:: EXTRACTED RECORDS

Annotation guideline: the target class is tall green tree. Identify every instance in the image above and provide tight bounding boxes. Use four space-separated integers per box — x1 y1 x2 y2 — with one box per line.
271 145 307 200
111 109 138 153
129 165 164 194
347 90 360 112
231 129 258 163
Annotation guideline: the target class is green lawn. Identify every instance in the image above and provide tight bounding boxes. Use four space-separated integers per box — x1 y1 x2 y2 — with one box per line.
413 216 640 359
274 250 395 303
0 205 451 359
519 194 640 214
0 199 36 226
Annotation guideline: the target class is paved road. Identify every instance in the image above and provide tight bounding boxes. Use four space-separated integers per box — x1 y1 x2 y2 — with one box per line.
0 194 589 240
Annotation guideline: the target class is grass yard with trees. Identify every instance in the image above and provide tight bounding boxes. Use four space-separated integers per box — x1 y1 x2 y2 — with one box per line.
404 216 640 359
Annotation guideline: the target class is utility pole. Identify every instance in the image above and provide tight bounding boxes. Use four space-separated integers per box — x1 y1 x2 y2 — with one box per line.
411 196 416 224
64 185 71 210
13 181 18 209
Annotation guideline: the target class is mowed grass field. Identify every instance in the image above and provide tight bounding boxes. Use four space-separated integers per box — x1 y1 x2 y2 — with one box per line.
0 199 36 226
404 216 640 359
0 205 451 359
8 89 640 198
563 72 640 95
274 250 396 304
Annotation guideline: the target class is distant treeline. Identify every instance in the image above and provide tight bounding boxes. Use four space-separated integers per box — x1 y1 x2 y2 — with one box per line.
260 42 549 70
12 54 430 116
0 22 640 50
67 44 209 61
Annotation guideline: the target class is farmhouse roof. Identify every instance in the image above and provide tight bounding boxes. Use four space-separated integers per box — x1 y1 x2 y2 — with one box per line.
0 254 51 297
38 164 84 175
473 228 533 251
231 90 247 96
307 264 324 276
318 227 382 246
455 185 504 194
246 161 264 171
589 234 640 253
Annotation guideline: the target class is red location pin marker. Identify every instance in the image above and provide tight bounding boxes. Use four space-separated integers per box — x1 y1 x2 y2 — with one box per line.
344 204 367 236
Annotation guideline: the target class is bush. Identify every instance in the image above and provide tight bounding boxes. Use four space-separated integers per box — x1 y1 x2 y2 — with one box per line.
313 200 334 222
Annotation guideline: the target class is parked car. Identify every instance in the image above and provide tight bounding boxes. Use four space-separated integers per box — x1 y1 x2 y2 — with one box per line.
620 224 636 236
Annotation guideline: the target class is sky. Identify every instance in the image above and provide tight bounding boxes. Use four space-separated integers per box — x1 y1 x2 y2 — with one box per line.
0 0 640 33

::::

▶ PROBLEM DESCRIPTION
Please count the lines in the listing above that contain the word "road" and reply with that number alone.

▶ CORRECT ANSWER
1